Written instruction A>
According to the OCaml 4.11.0 beta announcement, how many alpha releases came before this first beta?
Written instruction B>
List every category heading under which the OCaml 4.11.0 beta announcement groups its new bug fixes.
Written instruction C>
Retype the OCaml 4.11.0 beta announcement between "Compared to the" and "by Xavier Leroy)", inclusive.

Text segment>
╔══

After three alpha releases, we have created a first beta version to help you
adapt your software to the new features ahead of the release.
The compatibility of the opam ecosystem with OCaml 4.11.0 is currently quite
good, and it should be possible to test this beta without too much trouble.
Compared to the last alpha release, this first beta release contains the following new bug fixes:
Driver
#9011: Allow linking .cmxa files with no units on MSVC by not requiring the
.lib file to be present.
(David Allsopp, report by Dimitry Bely, review by Xavier Leroy)
Typechecker
#9384, #9385: Fix copy scope bugs in substitutions
(Leo White, review by Thomas Refis, report by Nick Roberts)
#9695, #9702: no error when opening an alias to a missing module
(Jacques Garrigue, report and review by Gabriel Scherer)
Warnings
#7897, #9537: Fix warning 38 for rebound extension constructors
(Leo White, review by Florian Angeletti)
#9244: Fix some missing usage warnings
(Leo White, review by Florian Angeletti)
Toplevel
#9415: Treat open struct as include struct in toplevel
(Leo White, review by Thomas Refis)
#9416: Avoid warning 58 in flambda ocamlnat
(Leo White, review by Florian Angeletti)
Flambda backend
#9163: Treat loops properly in un_anf
(Leo White, review by Mark Shinwell, Pierre Chambart and Vincent Laviron)
My colleagues did some extensive benchmarking before the first release of flambda (back in 4.03) to find reasonable settings for the default, -O2 and -O3 flags (note that there is no -O1 or -O0 flags).
The current choice for default is still considered the best one: it means compilation times are comparable to the non-flambda (Closure) version, while generated code is roughly similar in performance.

╚══

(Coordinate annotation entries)
╔══

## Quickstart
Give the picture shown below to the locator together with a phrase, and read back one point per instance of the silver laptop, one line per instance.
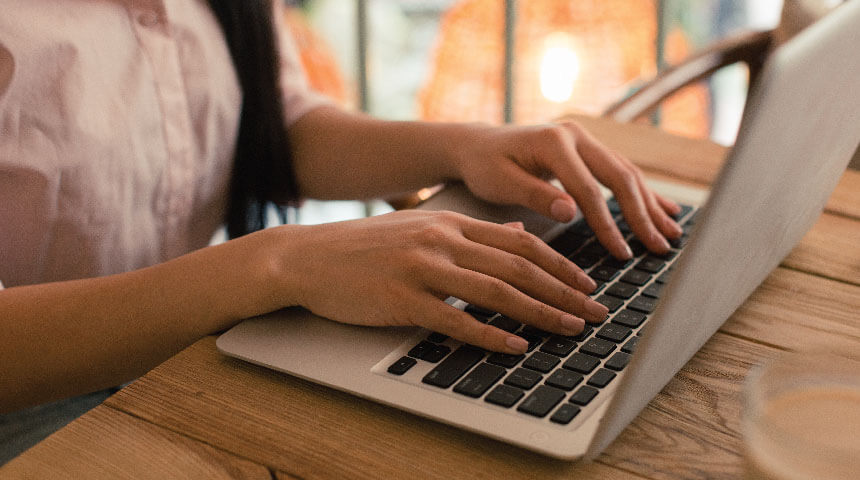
(570, 396)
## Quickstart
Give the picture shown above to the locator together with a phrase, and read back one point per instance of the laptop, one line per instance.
(569, 397)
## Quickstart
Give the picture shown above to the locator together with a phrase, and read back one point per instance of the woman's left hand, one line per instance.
(511, 165)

╚══

Problem solution A>
Three alpha releases.

Problem solution B>
Driver, Typechecker, Warnings, Toplevel, Flambda backend

Problem solution C>
Compared to the last alpha release, this first beta release contains the following new bug fixes:
Driver
#9011: Allow linking .cmxa files with no units on MSVC by not requiring the
.lib file to be present.
(David Allsopp, report by Dimitry Bely, review by Xavier Leroy)